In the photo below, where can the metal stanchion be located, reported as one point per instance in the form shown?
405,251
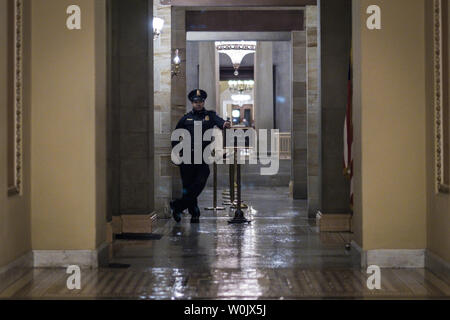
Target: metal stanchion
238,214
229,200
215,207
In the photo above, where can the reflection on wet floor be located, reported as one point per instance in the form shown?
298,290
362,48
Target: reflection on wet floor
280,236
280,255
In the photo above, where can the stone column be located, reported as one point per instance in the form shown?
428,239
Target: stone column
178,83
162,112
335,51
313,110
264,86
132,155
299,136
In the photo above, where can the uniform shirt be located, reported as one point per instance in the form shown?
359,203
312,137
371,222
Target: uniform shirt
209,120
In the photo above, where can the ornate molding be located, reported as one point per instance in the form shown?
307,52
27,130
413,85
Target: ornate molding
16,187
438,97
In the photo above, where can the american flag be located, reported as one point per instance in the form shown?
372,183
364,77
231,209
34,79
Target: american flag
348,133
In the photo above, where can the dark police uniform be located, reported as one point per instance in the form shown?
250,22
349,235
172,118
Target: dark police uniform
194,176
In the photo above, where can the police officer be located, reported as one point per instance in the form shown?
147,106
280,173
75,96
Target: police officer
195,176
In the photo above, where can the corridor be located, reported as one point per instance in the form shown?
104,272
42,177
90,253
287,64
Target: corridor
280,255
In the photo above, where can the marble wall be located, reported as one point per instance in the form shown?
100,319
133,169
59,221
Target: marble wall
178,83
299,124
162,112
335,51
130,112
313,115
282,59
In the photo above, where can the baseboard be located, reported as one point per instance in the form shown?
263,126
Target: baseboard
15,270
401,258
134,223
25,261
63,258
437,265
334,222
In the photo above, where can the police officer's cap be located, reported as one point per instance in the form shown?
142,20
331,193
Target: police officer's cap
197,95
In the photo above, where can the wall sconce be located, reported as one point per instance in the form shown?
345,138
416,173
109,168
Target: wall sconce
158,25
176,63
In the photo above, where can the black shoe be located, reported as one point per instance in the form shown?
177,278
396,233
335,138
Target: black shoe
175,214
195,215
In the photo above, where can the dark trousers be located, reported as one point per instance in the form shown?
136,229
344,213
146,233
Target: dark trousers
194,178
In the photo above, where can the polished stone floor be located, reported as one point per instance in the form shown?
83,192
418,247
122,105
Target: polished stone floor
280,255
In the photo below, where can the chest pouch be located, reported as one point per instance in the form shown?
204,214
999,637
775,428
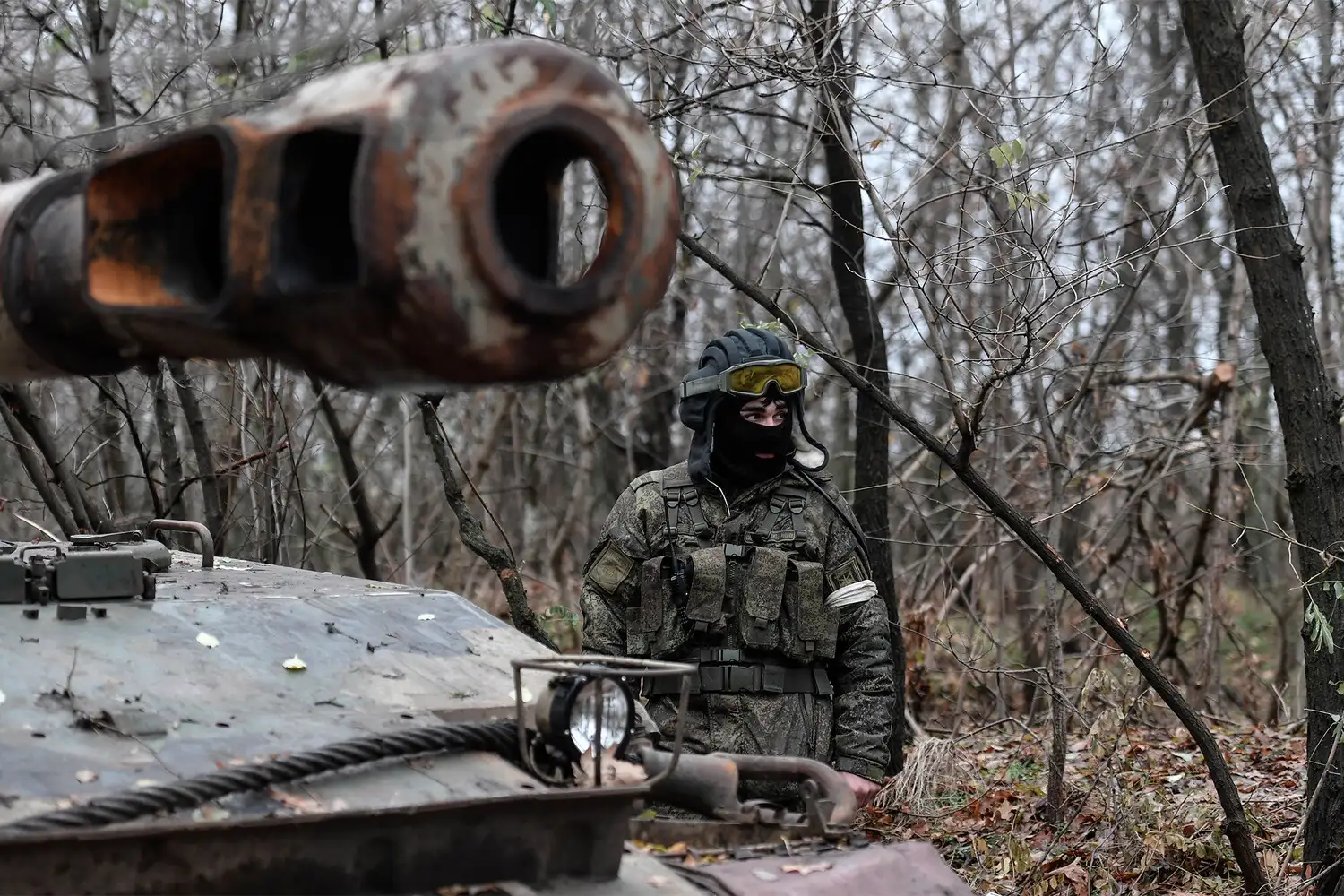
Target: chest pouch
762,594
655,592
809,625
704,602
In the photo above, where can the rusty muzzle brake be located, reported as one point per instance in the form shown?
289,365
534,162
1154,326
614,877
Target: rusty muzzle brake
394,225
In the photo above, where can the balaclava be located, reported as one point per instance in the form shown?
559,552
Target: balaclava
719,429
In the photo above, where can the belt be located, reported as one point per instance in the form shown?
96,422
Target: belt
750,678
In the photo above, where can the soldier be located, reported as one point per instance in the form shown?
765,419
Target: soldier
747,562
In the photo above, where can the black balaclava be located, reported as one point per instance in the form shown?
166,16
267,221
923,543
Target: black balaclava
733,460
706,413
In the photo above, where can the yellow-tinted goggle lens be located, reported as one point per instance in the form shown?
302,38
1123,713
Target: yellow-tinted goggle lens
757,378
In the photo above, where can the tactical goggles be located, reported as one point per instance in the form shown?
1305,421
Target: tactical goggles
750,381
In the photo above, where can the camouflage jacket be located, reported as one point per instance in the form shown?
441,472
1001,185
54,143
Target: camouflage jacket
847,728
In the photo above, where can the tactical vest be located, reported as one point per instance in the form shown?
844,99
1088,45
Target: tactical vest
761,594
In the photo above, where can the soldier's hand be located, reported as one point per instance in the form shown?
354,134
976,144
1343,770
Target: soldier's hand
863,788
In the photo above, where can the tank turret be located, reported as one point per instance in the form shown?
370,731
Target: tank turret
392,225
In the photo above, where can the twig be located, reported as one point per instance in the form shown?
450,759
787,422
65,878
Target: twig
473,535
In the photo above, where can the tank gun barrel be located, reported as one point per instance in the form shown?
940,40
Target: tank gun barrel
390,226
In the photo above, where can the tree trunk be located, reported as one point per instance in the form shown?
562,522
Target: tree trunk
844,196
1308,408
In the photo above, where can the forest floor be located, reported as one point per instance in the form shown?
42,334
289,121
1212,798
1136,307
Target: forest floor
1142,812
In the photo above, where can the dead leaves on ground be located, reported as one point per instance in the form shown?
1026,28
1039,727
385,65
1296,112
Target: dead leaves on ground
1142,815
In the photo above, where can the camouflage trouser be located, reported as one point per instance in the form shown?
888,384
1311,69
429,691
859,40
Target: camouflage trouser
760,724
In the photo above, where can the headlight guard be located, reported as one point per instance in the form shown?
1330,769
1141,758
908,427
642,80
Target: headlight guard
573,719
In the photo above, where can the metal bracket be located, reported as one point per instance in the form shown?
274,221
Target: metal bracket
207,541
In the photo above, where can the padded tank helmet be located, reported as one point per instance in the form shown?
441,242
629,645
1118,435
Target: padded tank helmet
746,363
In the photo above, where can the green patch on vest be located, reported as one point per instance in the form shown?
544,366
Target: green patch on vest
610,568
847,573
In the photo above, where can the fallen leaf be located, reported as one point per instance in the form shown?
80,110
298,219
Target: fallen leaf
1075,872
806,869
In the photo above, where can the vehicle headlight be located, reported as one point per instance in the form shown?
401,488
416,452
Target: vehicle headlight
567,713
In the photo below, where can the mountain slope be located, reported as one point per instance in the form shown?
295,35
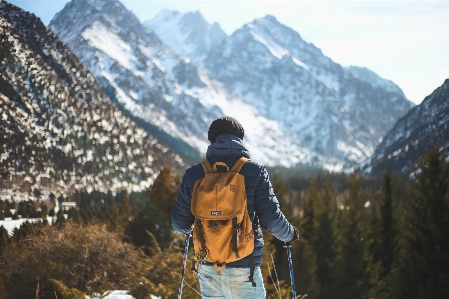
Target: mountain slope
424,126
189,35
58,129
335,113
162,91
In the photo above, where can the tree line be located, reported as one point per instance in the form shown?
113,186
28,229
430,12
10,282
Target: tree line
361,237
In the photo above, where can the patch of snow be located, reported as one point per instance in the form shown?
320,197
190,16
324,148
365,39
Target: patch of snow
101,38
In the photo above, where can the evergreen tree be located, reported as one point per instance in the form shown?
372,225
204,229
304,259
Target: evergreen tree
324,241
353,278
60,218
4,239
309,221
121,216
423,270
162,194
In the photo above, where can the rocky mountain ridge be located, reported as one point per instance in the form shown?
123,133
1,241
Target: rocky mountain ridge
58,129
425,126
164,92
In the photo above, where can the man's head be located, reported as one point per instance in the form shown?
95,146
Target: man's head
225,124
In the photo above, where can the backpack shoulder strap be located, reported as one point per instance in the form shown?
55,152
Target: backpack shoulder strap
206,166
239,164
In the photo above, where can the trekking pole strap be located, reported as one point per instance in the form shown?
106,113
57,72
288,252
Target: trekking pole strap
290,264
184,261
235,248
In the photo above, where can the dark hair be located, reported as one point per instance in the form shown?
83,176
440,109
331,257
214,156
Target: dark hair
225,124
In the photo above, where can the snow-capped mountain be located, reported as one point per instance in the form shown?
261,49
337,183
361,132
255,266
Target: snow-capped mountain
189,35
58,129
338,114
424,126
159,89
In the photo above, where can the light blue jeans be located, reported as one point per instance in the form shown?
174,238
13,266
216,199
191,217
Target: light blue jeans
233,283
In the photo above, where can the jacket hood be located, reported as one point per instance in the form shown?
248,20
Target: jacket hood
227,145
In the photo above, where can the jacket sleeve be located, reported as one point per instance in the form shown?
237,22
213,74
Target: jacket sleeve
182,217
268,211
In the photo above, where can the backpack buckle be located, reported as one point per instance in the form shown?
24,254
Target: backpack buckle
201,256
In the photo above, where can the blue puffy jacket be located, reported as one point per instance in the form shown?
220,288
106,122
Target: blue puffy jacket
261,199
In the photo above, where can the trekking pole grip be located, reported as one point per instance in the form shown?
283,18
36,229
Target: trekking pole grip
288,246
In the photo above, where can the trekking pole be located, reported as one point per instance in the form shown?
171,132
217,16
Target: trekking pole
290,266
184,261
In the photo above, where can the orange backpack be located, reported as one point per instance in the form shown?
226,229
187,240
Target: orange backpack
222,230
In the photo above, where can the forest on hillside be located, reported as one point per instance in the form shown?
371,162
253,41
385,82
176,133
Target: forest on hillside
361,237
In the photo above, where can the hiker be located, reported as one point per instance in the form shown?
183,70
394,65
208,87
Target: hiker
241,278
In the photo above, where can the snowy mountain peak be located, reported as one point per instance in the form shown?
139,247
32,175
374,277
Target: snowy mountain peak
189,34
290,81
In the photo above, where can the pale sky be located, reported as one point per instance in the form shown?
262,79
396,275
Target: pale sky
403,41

= What to produce =
Restate word for word the lines from the one holding "In the photo above, where can the backpack buckle" to the end of the listing, both ends included, and nothing more.

= The answer =
In the photo above, where can the backpack buckle be located, reported as one point per instance in the form shown?
24,254
Target: backpack buckle
201,256
In the photo above, where can the blue puffy jacket be located, reported as one point per instance in the form shown?
220,288
106,122
Target: blue puffy jacket
261,199
In the photo above, where can the trekking pole grip be located, reported as one point per instance in the form shown?
283,18
36,229
Target: trekking pole grip
288,246
In the photo above, where can the trekking pole be located, reported as one point per instance in the form shown?
171,132
217,16
Target: trekking pole
290,266
184,261
In the photo above, where can the orange backpack be located, reported as one point per instance in the form shown?
226,229
187,240
Target: orange backpack
222,230
In the photo above, where can the forest on hillside be located, reported as one point per instance in the form shown?
371,162
253,41
385,82
176,133
Target: forest on hillside
361,237
In the photo above, where can the hiker be located, reported as one point per instance in the form shown?
183,70
394,65
208,87
Target: hiker
241,278
In the photo above, where can the snowy mountain peak be located, reported as one point per instance in the form shown?
139,247
32,175
374,277
Target: snowy mountain peak
189,34
290,81
In the photo above, where can the pale sky be located, reported as one point per instance in the form shown?
262,79
396,275
Target: pale sky
403,41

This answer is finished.